Repeat the records given below in full, with no changes.

───── LISTED ENTRIES

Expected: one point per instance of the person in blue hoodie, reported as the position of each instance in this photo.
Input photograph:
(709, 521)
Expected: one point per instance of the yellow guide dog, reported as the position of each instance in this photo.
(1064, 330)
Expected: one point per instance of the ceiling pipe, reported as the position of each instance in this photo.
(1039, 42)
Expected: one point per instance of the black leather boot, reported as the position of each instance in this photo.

──────────

• RESPONSE TO THIS TASK:
Expected: one point per instance of the person in blue hoodie, reported as the position of each instance in this photo.
Input photograph:
(709, 521)
Expected: one point per instance of the yellow guide dog, reported as the position of each instance in this photo.
(1064, 330)
Expected: one point per instance of the ceiling pipe, reported as the position of each instance in this photo.
(1039, 42)
Expected: one point per instance of the black leather boot, reported as the position of each instance in this photo.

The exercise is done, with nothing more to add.